**Page**.

>> BEGIN

Database Syncer Controller

Understanding the database syncer controller.

Another db-controller big module is DbSyncer Controller. In the Goten repository, see the runtime/db_syncing_ctrl module. It is responsible for:

Maintaining the syncing.metadata field when corresponding MultiRegionPolicy changes.
Syncing resources from other Deployments in the same Service for the current local database (read copies).
Syncing resources from other Deployments and current Deployment for Search storage.
Database upgrade of local Deployment

It mixes multi-version/multi-region features, but the reason is, that we pretty much share many common structures and patterns regarding db-syncing here. Version syncing is still copying from one database to another, even if this is a bit special since we will need to “modify” the resources we are copying.

>> END

**Records provided**.
>> BEGIN

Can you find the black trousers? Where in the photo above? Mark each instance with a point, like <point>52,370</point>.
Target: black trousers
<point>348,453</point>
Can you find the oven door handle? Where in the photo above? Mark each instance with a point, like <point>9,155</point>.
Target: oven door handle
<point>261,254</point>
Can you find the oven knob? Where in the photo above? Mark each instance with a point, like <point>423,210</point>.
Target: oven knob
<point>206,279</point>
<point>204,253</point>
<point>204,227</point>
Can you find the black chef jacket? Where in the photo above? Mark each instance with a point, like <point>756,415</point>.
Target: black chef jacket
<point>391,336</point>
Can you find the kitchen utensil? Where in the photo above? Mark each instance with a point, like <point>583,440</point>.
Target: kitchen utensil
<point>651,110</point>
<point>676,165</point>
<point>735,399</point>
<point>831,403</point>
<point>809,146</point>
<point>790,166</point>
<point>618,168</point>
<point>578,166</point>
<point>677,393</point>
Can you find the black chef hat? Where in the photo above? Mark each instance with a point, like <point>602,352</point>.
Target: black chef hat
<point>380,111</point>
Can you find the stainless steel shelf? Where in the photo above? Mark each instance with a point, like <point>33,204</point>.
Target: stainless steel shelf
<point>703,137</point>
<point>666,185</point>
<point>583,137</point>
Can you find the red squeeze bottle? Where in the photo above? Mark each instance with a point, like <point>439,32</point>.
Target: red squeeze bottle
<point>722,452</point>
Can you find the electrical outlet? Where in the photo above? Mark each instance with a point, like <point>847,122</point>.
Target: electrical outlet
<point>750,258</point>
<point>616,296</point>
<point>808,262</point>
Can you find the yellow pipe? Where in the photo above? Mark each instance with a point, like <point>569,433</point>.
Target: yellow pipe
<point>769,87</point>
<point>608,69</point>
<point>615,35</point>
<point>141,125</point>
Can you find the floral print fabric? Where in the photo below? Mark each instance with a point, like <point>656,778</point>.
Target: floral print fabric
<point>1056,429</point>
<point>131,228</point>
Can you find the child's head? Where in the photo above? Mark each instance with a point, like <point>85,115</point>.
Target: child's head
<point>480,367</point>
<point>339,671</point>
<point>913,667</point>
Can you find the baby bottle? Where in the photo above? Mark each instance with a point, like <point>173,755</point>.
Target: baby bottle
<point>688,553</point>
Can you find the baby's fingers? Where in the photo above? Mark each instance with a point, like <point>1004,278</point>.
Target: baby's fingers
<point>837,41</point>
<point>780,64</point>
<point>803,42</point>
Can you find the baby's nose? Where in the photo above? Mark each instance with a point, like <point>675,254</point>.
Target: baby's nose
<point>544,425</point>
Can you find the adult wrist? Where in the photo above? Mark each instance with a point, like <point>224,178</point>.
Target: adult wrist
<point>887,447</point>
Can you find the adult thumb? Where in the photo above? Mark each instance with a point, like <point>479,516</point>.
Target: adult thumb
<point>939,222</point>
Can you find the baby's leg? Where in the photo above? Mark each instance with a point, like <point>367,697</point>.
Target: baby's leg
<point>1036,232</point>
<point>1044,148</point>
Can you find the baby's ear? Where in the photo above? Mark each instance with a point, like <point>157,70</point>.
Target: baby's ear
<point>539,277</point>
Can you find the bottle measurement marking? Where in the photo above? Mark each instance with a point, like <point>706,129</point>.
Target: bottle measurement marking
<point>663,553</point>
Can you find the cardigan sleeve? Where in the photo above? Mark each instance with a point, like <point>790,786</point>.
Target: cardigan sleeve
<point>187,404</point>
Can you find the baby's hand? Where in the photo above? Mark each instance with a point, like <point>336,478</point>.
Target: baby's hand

>> END

**Task objective**.
Answer these questions from the database syncer controller page:
1. Which module in the Goten repository holds the controller?
2. Which field does the controller maintain when the corresponding MultiRegionPolicy changes?
3. According to the page, what makes version syncing a bit special?

**Response below**.
1. The runtime/db_syncing_ctrl module.
2. The syncing.metadata field.
3. The resources being copied will need to be "modified."